» **What you have to do**
Copy the stretch from the line containing "Where can you find the green" through the end of the listing, swapping "bookshelf" for "bookcase" and leaving everything else unchanged.

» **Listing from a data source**
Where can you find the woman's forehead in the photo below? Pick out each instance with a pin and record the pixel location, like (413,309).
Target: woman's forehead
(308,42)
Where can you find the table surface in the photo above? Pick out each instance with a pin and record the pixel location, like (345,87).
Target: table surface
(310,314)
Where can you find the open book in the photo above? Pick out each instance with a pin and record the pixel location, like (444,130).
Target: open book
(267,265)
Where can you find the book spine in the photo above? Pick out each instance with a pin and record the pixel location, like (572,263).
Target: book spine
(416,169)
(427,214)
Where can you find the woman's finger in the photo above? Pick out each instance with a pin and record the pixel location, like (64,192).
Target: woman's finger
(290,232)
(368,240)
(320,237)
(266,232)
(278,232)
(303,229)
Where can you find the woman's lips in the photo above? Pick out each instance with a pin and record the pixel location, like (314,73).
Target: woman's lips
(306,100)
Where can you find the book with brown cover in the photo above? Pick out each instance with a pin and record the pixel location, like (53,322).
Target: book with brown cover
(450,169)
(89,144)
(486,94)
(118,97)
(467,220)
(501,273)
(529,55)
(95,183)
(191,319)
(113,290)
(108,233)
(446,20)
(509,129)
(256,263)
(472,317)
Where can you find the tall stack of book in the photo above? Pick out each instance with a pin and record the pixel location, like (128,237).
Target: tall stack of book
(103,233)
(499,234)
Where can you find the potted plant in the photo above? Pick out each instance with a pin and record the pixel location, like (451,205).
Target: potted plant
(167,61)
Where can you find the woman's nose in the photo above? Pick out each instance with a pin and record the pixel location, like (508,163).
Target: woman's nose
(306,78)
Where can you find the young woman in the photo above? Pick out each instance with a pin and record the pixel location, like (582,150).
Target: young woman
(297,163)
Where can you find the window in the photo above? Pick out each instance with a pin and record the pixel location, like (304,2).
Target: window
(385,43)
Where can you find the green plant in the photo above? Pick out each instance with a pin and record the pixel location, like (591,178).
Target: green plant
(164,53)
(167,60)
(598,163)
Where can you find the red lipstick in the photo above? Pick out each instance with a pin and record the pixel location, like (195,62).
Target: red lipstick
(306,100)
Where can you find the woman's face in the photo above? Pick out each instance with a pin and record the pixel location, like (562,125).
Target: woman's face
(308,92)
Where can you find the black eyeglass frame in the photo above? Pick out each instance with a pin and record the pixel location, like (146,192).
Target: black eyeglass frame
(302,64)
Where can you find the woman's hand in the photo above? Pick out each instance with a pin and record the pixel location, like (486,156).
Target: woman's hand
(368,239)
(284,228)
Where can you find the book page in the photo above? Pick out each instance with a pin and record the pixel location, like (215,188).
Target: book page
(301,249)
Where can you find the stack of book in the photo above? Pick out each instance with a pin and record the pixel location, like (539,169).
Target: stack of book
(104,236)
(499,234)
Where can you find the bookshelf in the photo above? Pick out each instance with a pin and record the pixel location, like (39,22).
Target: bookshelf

» **Solution for this problem**
Where can you find the green plant in the photo above? Pick out each instance with a pin and record the pixel location, like (591,178).
Target: green plant
(164,53)
(167,60)
(598,163)
Where can you find the red lipstick in the photo above? Pick out each instance with a pin and record the pixel location, like (195,62).
Target: red lipstick
(306,100)
Where can you find the woman's face in the photo above? Pick out each instance with a pin and record the pixel location, like (562,125).
Target: woman's face
(308,92)
Where can you find the black eyeglass frame in the photo above? Pick out each instance with a pin and record the pixel location, like (146,192).
Target: black eyeglass frame
(302,64)
Where can you find the woman's hand in the photo above? Pick out each instance with a pin and record the pixel location, like (486,156).
Target: woman's hand
(368,239)
(284,228)
Where can you find the book page in the photo above? Pick out each instance with a pin and record the pixel location, like (215,188).
Target: book page
(301,249)
Where can you find the stack of book in the photo above? Pick out each instance with a pin and record the pixel location, like (539,169).
Target: stack of book
(104,236)
(499,234)
Where can you find the bookcase in the photo above? Pick out each instance with a pin and record the pixel location, like (39,22).
Target: bookcase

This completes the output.